╭─ Excerpted passage
More bashing of my dear friend. I’m in the last stages of the book ms, and trying to come to grips with his legacy. This following excerpt concerns the seeds he planted for fascism.
It is clear that Elisabeth distorted Nietzsche’s philosophy in serious ways. Nietzsche was of course no German nationalist; he prided himself on being “a good European,” and practically disowned his German nationality (in his autobiography, he claimed bizarrely to be descended from Polish nobility). He was no anti-Semite, and loathed the anti-Semites of his time, including his brother-in-law, Bernhard Förster. (It would be fairer, though, to call him an “anti-anti-Semite,” rather than any devoted defender of Judaism.) He wrote glowingly of wars, and the strength one gains through battle, but he surely would not have approved of the nationalistic swagger that resulted in two world wars.
╰─
● **Short problem**: Continue the passage on Nietzsche's legacy and Elisabeth's distortions of his philosophy, picking up right after its final sentence.
╭─ Given entries
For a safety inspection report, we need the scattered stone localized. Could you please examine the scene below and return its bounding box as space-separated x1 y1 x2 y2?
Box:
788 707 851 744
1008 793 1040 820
╰─
╭─ Given entries
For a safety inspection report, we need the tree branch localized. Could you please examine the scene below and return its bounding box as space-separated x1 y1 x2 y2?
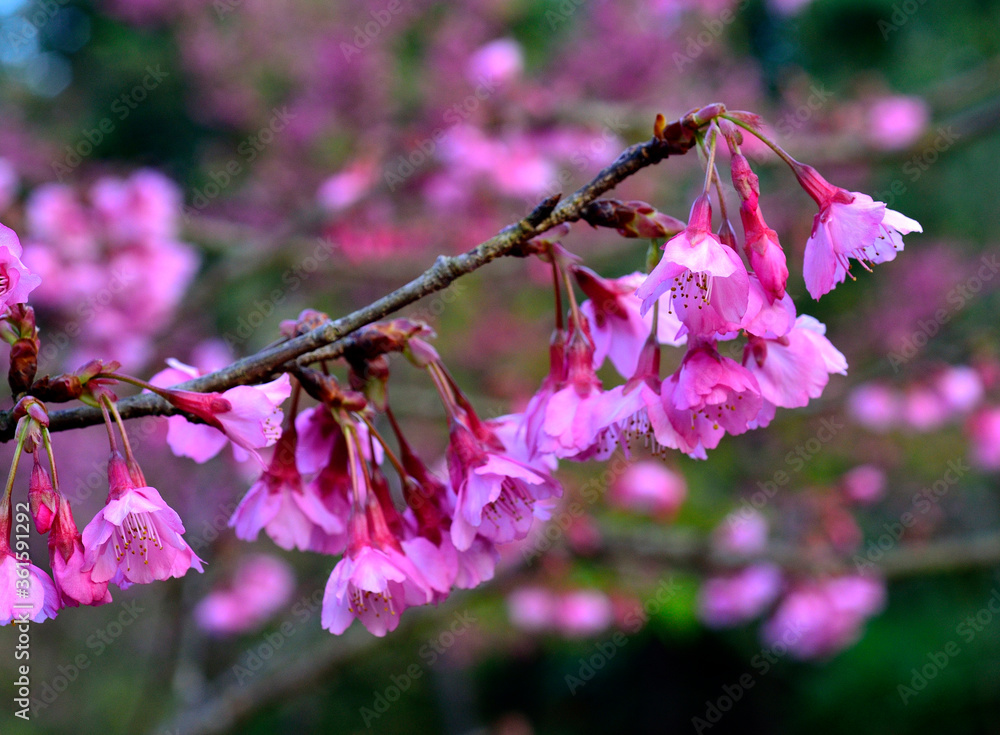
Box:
╰─
╭─ Given entries
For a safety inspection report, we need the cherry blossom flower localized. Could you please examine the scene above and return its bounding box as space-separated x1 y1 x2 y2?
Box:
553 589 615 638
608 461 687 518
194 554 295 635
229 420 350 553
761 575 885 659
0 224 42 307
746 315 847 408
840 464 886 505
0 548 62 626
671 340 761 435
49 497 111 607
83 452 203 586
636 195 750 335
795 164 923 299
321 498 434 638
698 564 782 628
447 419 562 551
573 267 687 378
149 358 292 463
╰─
● **Reply**:
Nevertheless, there is certainly enough in Nietzsche’s writings to see how fascists might take him as their own philosopher. Perhaps the most startling is found in the first treatise of On the Genealogy of Morality (1887). Nietzsche first describes how the strong and noble men eventually succumbed to the slave morality promoted by the weak and insidious, as if birds of prey were coaxed by lambs into believing that it is a sin to be a predator, and a great virtue to be a prey. These predators internalize the values preached by the lambs, and their behavior is kept in check by customs, social mores, and “mutual surveillance.” But, Nietzsche continues, once those predators are placed in foreign territory, where the rule by lambs is no longer effective, there is a radical change in their behavior:
There they enjoy freedom from all social constraint; in the wilderness they recover the losses incurred through the tension that comes from a long enclosure and fencing-in within the peace of the community; they step back into the innocence of the beast-of-prey conscience, as jubilant monsters, who perhaps walk away from a hideous succession of murder, rape, arson, torture with such high spirits and equanimity that it seems as if they have only played a student prank, convinced that for years to come the poets will again have something to sing and to praise. (GM 1, 11)
He goes on to mention the Romans, Arabs, Germans, Japanese, ancient Greeks, and Vikings as having shown themselves historically to be such jubilant monsters. And, indeed, it is impossible to deny the monstrosity of what is done on battlefields by young men raised to be as civilized, as “moral,” and as restrained and gentle as any lamb. One wonders if some of Nietzsche’s own military experience is surfacing in this passage.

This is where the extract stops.